(Dataset rows on where objects appear)
********************

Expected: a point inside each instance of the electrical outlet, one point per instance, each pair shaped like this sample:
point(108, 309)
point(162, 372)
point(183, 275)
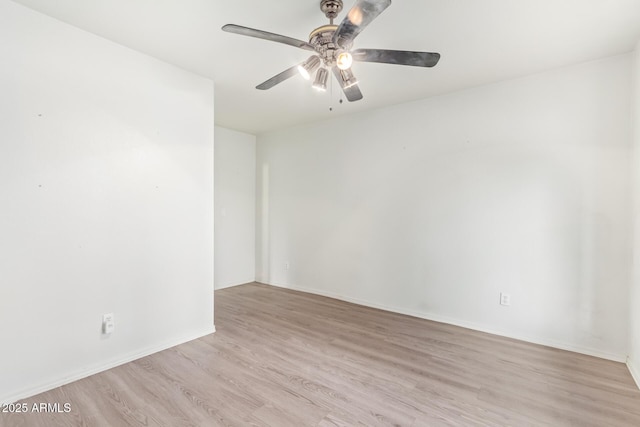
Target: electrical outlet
point(107, 323)
point(505, 299)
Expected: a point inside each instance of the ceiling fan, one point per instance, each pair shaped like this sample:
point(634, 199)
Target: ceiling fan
point(332, 44)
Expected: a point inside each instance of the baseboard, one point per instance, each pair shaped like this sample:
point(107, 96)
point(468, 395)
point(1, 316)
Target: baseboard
point(464, 324)
point(80, 374)
point(233, 284)
point(635, 373)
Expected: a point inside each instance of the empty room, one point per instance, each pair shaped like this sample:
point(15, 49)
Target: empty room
point(319, 213)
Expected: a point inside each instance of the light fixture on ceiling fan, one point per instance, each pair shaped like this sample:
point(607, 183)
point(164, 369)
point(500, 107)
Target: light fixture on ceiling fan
point(332, 44)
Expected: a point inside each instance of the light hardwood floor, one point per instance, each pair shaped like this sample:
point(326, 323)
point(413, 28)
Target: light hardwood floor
point(286, 358)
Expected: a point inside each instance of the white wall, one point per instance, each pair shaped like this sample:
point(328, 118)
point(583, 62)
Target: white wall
point(634, 353)
point(106, 185)
point(235, 208)
point(433, 208)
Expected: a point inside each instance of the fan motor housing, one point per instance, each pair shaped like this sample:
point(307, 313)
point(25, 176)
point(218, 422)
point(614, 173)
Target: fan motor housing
point(322, 40)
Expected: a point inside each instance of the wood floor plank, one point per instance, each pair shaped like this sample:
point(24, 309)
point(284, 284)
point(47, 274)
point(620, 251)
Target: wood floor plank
point(286, 358)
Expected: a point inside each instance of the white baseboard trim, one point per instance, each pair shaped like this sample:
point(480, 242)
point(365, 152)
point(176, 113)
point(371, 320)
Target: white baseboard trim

********************

== WHAT YOU NEED TO DO ==
Retype the data above exactly; pictures are not part of the copy.

== ANSWER BELOW ==
Expected: a point inside each instance of the electrical outlet, one point per instance, each pair shaped like this sample:
point(108, 309)
point(162, 372)
point(183, 275)
Target: electrical outlet
point(107, 323)
point(505, 299)
Expected: a point inside each instance of the ceiling fan, one point per instance, each pair shaped like this sample:
point(634, 199)
Target: ceiling fan
point(332, 44)
Expected: a point inside each instance of the baseboard, one point per instance, each pair shaped like this sample:
point(107, 96)
point(468, 395)
point(1, 316)
Target: baseboard
point(464, 324)
point(80, 374)
point(233, 284)
point(635, 373)
Expected: a point inside each instance of the empty room, one point per instance, each pair shaped like this sample:
point(15, 49)
Target: empty room
point(319, 213)
Expected: a point inside each instance of the light fixture on ceiling fan, one point per instance, each pair shaped like this sample:
point(607, 183)
point(164, 369)
point(500, 107)
Target: light fixture on ceiling fan
point(332, 44)
Expected: a point inside each instance of the light hardwood floor, one point per instance, each pair shaped like this sample:
point(326, 323)
point(413, 28)
Target: light hardwood floor
point(286, 358)
Expected: a point inside each instance of the white wall, one point per instance, each pair shaped like this sample:
point(328, 118)
point(583, 62)
Target: white wall
point(634, 353)
point(106, 185)
point(235, 208)
point(433, 208)
Expected: a point inside each instance of the fan motor housing, one point per instance, each pair shaped like this sample:
point(307, 313)
point(25, 176)
point(218, 422)
point(614, 173)
Target: fan motor housing
point(322, 40)
Expected: a point inside each instance of the wood floor plank, one point per instance, each pair shaped like this sample:
point(24, 309)
point(284, 284)
point(47, 274)
point(620, 251)
Target: wood floor plank
point(286, 358)
Expected: a point inside each instance of the white baseboard trim, one point per instance, each pair shaped like this sample:
point(480, 242)
point(365, 152)
point(176, 113)
point(371, 320)
Target: white baseboard trim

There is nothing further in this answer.